**Directives**
A) Reproduce the passage of the review of the In This House of Brede TV adaptation from "In This House" to "have been done.".
B) According to the review of the In This House of Brede TV adaptation, how many pages long is the novel?

Somewhat irritating to one who knows the book well
21 July 2004 | by (Patterson, New York) – See all my reviews

In This House of Brede is just about my favorite Rumer Godden novel. However, this adaptation shows the limitations made-for-TV movies labor under better than any other example I could name.

Granted, it's hard to take a 369 page novel spanning more than 20 years and boil it down to something that can be turned into 90 minutes of film. The secret in doing it right is not what you leave, but what you take away and why. In this case, a better job could have been done.

All right; I can see why the whole Duranski subplot went away. It's too hard to film and despite what it reveals about the nuns and their interactions, and how secular people interact with the religious, it does not really advance the plot. Likewise the subplot of Lady Abbess's pectoral cross; it does not really advance the main plot line. Ditto the whole Vatican-II-changes subplot. However, the writer and director did not stop there. In my opinion, deleting the entire Sister Kazuko-Dame Colette plot line was a major mistake; it reduces the entire Japanese novitiate subplot almost to a device. It makes me wonder if the screenwriter missed the whole point of the novel.

(Object position labeling records)
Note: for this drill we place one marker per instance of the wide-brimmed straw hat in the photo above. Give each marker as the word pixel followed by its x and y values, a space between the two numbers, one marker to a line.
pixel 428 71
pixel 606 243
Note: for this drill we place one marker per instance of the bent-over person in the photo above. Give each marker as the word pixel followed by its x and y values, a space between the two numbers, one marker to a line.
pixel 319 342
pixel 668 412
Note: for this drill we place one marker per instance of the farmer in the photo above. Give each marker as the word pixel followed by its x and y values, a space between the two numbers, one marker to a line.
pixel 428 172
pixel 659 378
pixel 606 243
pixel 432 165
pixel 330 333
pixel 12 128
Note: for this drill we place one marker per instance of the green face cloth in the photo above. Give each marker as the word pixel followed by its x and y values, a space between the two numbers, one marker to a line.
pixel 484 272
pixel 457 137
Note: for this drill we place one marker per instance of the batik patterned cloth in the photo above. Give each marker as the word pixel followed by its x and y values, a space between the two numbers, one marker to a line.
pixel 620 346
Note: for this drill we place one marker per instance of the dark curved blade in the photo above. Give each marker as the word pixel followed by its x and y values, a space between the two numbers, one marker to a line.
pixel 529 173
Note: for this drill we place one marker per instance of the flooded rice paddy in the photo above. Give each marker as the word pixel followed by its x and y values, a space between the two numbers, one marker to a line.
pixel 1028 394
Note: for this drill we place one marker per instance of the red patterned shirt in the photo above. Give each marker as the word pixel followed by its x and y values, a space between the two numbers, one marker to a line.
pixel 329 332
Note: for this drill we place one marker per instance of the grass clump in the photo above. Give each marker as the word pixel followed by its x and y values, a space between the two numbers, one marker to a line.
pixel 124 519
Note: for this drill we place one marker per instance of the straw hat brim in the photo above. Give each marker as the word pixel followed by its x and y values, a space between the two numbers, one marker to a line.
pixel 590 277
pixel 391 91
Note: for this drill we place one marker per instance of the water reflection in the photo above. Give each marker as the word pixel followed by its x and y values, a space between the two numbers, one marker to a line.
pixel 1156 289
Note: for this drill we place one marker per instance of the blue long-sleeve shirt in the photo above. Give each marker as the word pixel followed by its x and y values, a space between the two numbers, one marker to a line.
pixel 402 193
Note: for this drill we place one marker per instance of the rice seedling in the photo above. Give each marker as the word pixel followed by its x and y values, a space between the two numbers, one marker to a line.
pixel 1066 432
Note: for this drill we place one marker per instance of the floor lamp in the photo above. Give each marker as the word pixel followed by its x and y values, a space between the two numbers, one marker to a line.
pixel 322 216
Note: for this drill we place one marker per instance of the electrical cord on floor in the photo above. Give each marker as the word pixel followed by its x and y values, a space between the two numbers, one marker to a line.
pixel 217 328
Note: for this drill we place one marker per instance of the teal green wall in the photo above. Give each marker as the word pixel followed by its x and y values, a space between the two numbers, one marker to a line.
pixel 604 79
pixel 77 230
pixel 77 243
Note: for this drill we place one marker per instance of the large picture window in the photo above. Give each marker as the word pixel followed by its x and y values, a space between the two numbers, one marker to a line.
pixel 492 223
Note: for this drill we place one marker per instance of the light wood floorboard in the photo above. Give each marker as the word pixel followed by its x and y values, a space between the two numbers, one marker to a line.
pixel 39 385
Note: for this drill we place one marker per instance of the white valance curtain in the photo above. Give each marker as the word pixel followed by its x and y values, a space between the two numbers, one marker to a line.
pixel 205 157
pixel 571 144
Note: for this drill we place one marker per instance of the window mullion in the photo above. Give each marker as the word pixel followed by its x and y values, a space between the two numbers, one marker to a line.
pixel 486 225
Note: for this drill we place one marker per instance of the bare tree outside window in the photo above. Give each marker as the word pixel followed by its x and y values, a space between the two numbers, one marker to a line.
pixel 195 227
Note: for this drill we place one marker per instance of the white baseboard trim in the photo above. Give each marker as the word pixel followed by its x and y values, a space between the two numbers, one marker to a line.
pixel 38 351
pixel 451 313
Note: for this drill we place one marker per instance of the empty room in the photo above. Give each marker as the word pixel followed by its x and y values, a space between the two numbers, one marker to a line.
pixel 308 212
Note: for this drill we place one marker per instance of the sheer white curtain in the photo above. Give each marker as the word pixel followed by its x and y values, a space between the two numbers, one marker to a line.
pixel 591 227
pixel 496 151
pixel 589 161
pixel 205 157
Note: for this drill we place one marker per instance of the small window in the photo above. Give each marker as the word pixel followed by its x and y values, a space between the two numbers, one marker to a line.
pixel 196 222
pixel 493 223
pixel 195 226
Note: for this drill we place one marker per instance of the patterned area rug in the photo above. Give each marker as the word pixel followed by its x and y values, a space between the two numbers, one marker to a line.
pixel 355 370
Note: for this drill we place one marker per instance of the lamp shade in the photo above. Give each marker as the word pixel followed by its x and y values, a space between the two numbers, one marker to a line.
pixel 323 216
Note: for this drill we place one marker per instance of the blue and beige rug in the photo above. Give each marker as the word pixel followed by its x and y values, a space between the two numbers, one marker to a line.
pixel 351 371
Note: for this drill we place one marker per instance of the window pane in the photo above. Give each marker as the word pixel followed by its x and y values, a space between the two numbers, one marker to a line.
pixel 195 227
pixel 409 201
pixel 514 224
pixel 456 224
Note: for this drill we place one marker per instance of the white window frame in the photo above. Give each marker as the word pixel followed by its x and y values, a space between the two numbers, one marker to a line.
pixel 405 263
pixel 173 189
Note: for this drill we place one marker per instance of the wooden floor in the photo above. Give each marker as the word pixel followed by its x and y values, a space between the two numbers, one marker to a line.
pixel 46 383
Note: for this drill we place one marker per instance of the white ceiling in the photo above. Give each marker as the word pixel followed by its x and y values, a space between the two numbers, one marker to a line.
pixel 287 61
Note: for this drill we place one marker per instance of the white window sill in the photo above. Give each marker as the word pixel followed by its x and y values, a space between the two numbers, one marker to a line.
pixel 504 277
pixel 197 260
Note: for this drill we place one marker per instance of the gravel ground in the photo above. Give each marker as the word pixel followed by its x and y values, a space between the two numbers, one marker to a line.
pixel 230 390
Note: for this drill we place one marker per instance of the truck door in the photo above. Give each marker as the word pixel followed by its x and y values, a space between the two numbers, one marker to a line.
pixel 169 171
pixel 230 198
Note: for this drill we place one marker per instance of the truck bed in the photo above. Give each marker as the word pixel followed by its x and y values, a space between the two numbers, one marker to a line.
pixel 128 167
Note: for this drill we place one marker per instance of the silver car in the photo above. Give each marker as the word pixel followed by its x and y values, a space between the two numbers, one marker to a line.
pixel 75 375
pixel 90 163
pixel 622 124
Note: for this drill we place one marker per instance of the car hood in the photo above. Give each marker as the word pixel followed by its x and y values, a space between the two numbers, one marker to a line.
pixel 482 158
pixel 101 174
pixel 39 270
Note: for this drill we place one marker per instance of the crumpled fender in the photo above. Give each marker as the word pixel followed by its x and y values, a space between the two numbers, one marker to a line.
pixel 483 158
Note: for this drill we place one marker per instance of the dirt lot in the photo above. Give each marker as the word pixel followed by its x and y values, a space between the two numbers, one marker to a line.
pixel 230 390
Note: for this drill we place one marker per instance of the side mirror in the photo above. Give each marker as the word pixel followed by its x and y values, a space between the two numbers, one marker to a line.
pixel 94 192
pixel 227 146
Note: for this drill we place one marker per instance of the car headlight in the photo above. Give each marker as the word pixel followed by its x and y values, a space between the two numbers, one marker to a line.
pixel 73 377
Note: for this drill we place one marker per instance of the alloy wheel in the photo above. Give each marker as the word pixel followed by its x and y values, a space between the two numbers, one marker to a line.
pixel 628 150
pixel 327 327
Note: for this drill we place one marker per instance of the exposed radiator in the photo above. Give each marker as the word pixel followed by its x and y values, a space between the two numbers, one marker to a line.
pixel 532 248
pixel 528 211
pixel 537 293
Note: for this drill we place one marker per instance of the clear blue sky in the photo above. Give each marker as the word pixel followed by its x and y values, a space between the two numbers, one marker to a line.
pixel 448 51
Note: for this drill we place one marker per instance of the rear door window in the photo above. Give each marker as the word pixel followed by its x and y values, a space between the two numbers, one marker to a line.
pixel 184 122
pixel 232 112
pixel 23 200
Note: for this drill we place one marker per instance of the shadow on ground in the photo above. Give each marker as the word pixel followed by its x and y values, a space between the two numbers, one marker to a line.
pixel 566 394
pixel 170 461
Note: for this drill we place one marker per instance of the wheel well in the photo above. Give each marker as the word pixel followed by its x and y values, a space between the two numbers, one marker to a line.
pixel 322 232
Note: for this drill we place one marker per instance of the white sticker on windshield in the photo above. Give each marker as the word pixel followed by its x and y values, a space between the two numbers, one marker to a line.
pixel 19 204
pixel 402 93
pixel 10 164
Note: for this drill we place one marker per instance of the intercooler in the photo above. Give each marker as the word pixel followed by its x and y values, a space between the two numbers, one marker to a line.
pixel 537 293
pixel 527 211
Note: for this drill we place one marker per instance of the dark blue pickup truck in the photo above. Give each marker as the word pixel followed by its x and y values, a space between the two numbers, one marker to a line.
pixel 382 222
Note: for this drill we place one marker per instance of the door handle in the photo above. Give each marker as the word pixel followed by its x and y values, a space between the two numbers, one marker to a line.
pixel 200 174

**Solutions below**
A)
In This House of Brede is just about my favorite Rumer Godden novel. However, this adaptation shows the limitations made-for-TV movies labor under better than any other example I could name.

Granted, it's hard to take a 369 page novel spanning more than 20 years and boil it down to something that can be turned into 90 minutes of film. The secret in doing it right is not what you leave, but what you take away and why. In this case, a better job could have been done.

B) 369 pages.